_Texto de lectura_.
──────────
Solemos pensar siempre la política desde la lógica institucional del estado: una socio-lógica de lo cognoscible y de lo articulable colectivamente. Pero el intersticio es una lógica del estado alterado, donde lo que importa es todo aquello de lo que no tenemos ni idea, pero que aún así no nos paraliza para seguir experimentando con otras formas de lo común y lo no común. 

Reivindicar que no tenemos ni idea es suspender no la acción sino su cierre, generar un cultivo del estar en suspensión que también trae cosas: el intersticio, la producción de un lugar de intersticio, de situaciones intersticiales, es asumir que la respuesta ante la incertidumbre no sea siempre «más de lo mismo» (lo ya conocido, lo que ya sabíamos)

El estado alterado es una des-formalización, una des-identificación, a lo Rancière, que puede abrir otra partición de los sin parte, una nueva distribución de mundo, pero que trae algo que el mundo no tenía: el coronavirus como algo que se nos aparece y que no tenemos ni puñetera idea de qué supone: cómo llamarle a esto, ¿una emergencia?

Hablamos de socio-lógica para hablar de las nociones estadocéntricas porque requieren de un cierre identitario para pensar la política: sobre los entes del mundo o los modos de composición de los mismos.

Practicar, fabricar intersticio es quedarse en el momento anterior a la definición del quiénes somos, pero dentro de un proceso de experimentación colectiva, asumir (a) que quiénes podremos ser no es lo mismo que de dónde venimos; y (b) que el lugar de experimentación colectiva no cancela de dónde venimos, pero que tampoco nos dice a dónde vamos…

La tarea ante la que un intersticio nos convoca es abrirnos a la pregunta por la forma de la relación sin tener una respuesta clara a esta cuestión: una alteración.
──────────
_Trabajo requerido_.
**A.** Enumera, sin repetir, las palabras que el texto sobre el intersticio escribe con guion.
**B.** Transcribe del texto sobre el intersticio el fragmento que va de «El estado alterado es» a «de los mismos.».
Las líneas no son necesarias para resolver nada.

_Datos proporcionados_.
──────────
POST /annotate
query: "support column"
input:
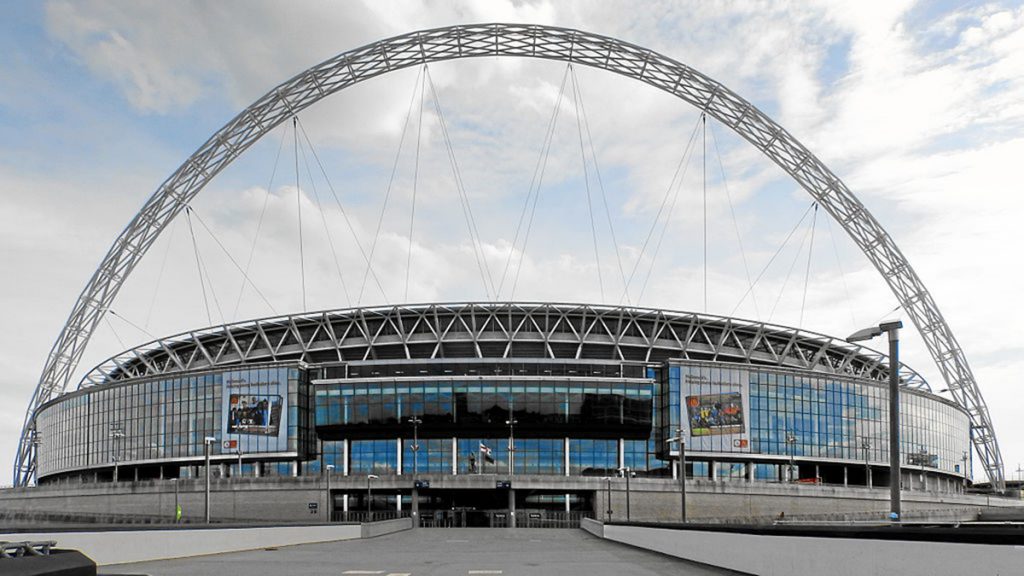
──────────
_Resultados por tarea_.
**A.** socio-lógica, des-formalización, des-identificación

**B.**
El estado alterado es una des-formalización, una des-identificación, a lo Rancière, que puede abrir otra partición de los sin parte, una nueva distribución de mundo, pero que trae algo que el mundo no tenía: el coronavirus como algo que se nos aparece y que no tenemos ni puñetera idea de qué supone: cómo llamarle a esto, ¿una emergencia?

Hablamos de socio-lógica para hablar de las nociones estadocéntricas porque requieren de un cierre identitario para pensar la política: sobre los entes del mundo o los modos de composición de los mismos.